[Data entries]
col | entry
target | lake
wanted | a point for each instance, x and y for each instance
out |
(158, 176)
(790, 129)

▶ Task instructions
Convert the material above into a two-column CSV with the headers instruction and response. Give one row per entry, with its text and its answer each in a single quoted field and line breaks replaced by spaces.

▶ Reply
instruction,response
"col | entry target | lake wanted | a point for each instance, x and y for each instance out |","(158, 176) (790, 129)"